## [Required task]
Please begin at the line that has "# segment the hand holding wine glass" and stop at the end of the data, reproducing only those lines with "wine glass" swapped for "champagne flute" and nothing else changed.

## [Records to use]
++++++++++++++++++++
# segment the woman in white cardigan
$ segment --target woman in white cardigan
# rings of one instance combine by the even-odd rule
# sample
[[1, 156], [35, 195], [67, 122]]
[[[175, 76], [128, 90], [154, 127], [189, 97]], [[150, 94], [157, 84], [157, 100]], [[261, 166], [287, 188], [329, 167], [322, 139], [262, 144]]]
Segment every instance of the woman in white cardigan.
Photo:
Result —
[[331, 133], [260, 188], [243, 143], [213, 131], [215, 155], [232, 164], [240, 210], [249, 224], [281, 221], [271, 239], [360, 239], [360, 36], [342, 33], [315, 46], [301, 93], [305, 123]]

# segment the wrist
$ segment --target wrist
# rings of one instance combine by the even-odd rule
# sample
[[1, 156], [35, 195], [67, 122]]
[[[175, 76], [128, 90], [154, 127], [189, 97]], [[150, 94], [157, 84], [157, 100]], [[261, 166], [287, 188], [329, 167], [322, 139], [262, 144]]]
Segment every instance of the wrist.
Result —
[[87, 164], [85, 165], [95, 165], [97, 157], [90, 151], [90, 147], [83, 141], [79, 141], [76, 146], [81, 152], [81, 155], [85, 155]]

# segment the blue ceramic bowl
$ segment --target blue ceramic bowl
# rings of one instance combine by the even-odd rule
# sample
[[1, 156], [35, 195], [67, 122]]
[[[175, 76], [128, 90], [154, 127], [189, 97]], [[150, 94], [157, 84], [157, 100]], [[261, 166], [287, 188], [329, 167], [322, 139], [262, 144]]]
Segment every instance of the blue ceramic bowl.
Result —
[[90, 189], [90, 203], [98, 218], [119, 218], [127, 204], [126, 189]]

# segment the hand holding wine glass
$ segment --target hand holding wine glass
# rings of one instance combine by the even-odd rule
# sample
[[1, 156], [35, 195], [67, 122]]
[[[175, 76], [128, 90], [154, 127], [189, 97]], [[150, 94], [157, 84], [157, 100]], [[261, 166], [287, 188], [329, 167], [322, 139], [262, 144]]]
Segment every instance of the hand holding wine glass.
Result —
++++++++++++++++++++
## [Written solution]
# segment the hand holding champagne flute
$ segment --target hand holding champagne flute
# rings of one instance combine by the even-odd rule
# sample
[[1, 156], [35, 195], [67, 122]]
[[[175, 76], [128, 90], [154, 127], [189, 97]], [[150, 94], [157, 84], [157, 100]], [[261, 166], [287, 188], [329, 167], [322, 139], [262, 144]]]
Segment every instance of the hand holding champagne flute.
Result —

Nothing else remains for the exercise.